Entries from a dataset
____

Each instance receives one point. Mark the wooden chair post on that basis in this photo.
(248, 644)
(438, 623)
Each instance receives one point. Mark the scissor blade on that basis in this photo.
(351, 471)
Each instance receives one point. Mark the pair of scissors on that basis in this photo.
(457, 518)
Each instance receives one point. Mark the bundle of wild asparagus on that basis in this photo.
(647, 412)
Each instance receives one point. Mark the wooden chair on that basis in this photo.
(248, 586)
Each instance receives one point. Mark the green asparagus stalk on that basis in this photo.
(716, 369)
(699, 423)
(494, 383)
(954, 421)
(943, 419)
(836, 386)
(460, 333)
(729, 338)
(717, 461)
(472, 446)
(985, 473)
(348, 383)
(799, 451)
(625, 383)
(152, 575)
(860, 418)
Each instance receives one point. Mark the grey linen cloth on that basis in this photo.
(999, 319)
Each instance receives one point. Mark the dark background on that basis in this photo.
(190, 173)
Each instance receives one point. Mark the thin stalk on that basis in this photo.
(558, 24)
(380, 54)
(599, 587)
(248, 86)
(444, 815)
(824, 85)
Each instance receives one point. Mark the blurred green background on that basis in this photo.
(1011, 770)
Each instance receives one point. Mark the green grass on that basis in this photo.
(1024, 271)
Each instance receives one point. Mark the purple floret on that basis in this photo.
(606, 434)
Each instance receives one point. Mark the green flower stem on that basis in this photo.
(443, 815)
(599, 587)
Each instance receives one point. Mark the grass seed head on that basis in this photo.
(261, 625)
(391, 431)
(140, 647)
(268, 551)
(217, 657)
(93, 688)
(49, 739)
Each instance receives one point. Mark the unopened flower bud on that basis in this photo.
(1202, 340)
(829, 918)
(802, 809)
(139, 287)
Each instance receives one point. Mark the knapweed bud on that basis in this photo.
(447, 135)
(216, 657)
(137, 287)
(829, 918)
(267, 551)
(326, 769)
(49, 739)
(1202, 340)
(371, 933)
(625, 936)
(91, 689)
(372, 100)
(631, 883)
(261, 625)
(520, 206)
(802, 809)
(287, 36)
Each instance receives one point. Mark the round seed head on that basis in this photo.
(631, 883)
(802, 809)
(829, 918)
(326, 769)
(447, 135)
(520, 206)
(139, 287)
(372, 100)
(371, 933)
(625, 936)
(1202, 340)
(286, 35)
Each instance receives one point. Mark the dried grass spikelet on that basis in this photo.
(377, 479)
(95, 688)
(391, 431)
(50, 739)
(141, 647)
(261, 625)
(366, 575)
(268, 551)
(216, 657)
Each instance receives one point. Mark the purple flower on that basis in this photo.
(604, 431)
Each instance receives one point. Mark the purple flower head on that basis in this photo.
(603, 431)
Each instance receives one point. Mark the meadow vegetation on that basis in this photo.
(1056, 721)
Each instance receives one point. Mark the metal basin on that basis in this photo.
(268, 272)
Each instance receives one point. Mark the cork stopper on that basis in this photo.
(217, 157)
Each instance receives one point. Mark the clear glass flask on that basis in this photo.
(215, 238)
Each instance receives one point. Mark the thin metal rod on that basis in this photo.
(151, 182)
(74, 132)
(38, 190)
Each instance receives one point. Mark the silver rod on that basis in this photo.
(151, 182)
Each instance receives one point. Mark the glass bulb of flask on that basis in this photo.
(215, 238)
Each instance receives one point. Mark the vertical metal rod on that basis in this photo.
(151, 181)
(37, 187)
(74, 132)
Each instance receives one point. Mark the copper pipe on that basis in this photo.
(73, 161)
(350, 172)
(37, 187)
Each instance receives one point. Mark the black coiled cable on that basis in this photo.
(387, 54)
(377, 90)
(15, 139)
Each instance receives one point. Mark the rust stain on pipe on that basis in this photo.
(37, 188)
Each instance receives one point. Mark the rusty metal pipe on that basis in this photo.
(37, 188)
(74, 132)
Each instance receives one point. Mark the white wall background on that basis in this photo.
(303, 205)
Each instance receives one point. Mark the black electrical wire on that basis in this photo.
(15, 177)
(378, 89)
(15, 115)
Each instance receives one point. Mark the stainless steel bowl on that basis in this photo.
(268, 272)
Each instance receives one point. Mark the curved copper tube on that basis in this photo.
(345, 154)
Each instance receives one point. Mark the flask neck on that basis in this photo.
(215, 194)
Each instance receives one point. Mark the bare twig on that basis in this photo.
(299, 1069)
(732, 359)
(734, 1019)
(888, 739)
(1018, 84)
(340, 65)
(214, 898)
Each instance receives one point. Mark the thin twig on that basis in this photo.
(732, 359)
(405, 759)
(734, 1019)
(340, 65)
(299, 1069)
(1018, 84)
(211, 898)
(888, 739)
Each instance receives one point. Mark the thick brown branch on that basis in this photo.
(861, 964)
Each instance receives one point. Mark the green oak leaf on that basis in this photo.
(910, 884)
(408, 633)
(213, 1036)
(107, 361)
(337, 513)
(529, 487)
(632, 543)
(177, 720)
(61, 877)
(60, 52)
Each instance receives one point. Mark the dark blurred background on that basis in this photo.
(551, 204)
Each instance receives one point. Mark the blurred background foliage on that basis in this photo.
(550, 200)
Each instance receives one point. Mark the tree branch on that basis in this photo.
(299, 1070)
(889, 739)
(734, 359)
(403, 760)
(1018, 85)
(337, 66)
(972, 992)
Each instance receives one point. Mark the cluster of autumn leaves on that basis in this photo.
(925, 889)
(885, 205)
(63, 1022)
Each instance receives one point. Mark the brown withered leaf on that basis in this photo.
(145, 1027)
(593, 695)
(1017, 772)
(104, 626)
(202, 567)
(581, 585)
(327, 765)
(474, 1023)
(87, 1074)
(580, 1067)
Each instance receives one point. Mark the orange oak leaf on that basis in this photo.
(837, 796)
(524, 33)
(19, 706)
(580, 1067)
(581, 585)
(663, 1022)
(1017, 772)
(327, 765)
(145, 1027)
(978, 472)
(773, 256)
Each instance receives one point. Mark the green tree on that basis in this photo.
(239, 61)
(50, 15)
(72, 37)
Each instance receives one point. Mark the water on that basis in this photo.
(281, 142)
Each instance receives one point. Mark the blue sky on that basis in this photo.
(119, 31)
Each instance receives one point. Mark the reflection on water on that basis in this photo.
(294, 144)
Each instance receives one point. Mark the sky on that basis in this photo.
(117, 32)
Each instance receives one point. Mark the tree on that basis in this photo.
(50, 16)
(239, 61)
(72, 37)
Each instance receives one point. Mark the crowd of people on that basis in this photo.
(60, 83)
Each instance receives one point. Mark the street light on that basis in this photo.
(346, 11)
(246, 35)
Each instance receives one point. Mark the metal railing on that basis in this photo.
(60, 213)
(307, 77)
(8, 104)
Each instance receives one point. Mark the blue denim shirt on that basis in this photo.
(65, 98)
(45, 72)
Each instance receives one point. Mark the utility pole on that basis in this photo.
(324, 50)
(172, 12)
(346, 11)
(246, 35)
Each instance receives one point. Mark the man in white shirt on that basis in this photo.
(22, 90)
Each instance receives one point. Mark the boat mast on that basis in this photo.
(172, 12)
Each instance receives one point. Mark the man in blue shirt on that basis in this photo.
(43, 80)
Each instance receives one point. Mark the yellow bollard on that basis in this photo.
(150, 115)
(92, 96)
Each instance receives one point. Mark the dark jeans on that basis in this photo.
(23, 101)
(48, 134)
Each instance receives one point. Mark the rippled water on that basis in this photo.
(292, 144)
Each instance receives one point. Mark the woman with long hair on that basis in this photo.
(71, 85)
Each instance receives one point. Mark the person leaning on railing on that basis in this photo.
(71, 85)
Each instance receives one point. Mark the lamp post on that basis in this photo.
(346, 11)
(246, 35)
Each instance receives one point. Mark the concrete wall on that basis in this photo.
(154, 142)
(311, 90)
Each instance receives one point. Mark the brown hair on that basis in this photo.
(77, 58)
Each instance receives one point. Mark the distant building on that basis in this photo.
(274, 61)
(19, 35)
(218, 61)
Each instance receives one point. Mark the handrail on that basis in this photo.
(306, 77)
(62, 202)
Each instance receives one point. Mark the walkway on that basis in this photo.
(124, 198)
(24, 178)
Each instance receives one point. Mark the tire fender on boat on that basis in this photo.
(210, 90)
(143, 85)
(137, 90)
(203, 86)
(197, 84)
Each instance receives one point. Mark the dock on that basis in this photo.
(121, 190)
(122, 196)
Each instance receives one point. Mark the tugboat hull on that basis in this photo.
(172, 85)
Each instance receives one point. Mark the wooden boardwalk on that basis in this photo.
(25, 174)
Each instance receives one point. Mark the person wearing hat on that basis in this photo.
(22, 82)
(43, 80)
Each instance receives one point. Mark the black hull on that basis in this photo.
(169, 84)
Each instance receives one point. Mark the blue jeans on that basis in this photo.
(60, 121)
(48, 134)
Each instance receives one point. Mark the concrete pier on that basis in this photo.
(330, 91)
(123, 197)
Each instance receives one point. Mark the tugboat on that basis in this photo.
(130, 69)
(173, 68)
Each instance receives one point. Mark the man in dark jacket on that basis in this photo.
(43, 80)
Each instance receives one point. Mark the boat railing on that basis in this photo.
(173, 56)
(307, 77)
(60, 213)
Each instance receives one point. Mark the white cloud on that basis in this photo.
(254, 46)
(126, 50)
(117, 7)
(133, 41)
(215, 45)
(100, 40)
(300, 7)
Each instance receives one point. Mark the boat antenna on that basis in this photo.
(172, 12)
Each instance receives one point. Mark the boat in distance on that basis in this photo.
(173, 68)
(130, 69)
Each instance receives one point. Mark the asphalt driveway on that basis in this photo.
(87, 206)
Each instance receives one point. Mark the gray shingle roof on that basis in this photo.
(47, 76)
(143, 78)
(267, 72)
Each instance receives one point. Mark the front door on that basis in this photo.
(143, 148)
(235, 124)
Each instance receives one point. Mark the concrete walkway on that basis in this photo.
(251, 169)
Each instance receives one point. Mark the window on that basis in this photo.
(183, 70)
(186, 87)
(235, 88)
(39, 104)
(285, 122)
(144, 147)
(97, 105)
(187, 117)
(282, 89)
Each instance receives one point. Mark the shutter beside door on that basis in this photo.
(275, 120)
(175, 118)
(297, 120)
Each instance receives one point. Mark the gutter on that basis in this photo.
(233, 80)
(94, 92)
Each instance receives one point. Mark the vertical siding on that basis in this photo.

____

### Aim
Repeat precisely the lines of the data starting at the one containing "Each instance receives one point. Mark the boat antenna", last line included.

### Worked solution
Each instance receives one point. Mark the boat antenna on that basis in this photo.
(172, 12)
Each instance receives one point. Mark the boat in distance on that basis in this photo.
(173, 68)
(130, 69)
Each instance receives one point. Mark the asphalt driveway on that basis in this photo.
(87, 206)
Each instance receives one point. Mark the gray shingle roof on that basis in this photo.
(47, 76)
(143, 78)
(267, 72)
Each instance receives one point. Mark the front door on that basis in this photo.
(143, 148)
(235, 124)
Each instance receives one point. Mark the concrete walkway on that basis in this photo.
(251, 169)
Each instance receives one point. Mark the window on that basis in this photo.
(183, 70)
(186, 87)
(235, 88)
(39, 104)
(285, 122)
(144, 147)
(97, 105)
(187, 117)
(282, 89)
Each instance receives one point. Mark the shutter beside door on that basis in this photo.
(275, 120)
(175, 118)
(297, 120)
Each instance receives one point. Mark the gutter on that basis in this photo.
(233, 80)
(94, 92)
Each instance receives one point. Mark the vertical siding on that basis in this photo.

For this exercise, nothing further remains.